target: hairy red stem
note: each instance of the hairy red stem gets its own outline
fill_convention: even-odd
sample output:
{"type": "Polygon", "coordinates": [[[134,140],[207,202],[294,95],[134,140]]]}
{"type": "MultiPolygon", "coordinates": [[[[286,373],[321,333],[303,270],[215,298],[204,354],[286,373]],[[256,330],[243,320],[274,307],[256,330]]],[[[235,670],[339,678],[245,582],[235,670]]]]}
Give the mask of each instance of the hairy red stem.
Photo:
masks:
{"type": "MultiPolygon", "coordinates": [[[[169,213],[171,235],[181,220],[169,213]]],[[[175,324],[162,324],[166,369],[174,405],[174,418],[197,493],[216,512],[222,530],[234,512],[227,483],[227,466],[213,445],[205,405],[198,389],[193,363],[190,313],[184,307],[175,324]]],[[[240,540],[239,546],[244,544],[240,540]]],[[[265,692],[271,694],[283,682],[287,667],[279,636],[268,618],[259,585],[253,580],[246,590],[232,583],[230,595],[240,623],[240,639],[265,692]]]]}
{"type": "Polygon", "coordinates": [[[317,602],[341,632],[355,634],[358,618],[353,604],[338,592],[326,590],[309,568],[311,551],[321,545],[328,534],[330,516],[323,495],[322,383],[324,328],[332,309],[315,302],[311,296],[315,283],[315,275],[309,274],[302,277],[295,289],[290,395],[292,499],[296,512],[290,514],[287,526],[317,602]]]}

[To be done]: Please repeat every line of the records above word for word, with no changes.

[Task answer]:
target: hairy red stem
note: each instance of the hairy red stem gets its own outline
fill_convention: even-odd
sample output:
{"type": "Polygon", "coordinates": [[[134,140],[207,202],[294,95],[134,140]]]}
{"type": "MultiPolygon", "coordinates": [[[[286,373],[321,333],[303,270],[215,298],[204,354],[286,373]],[[256,330],[243,320],[274,307],[256,330]]],[[[235,670],[339,678],[245,582],[235,670]]]]}
Give the mask of each instance of the hairy red stem.
Photo:
masks:
{"type": "MultiPolygon", "coordinates": [[[[169,213],[171,235],[181,220],[169,213]]],[[[175,324],[162,324],[166,369],[174,405],[174,418],[197,493],[216,512],[222,530],[234,512],[227,483],[227,466],[213,445],[205,405],[198,389],[193,363],[190,313],[184,307],[175,324]]],[[[240,540],[239,546],[244,544],[240,540]]],[[[265,692],[271,694],[283,682],[287,667],[279,636],[268,618],[259,585],[253,580],[246,590],[232,583],[230,595],[240,623],[240,639],[265,692]]]]}
{"type": "Polygon", "coordinates": [[[317,602],[341,632],[355,634],[358,618],[353,604],[338,592],[326,590],[309,568],[311,551],[321,545],[328,534],[330,516],[323,495],[322,383],[324,328],[332,309],[315,302],[311,296],[315,283],[315,275],[309,274],[302,277],[295,289],[290,395],[292,499],[296,512],[290,514],[287,526],[317,602]]]}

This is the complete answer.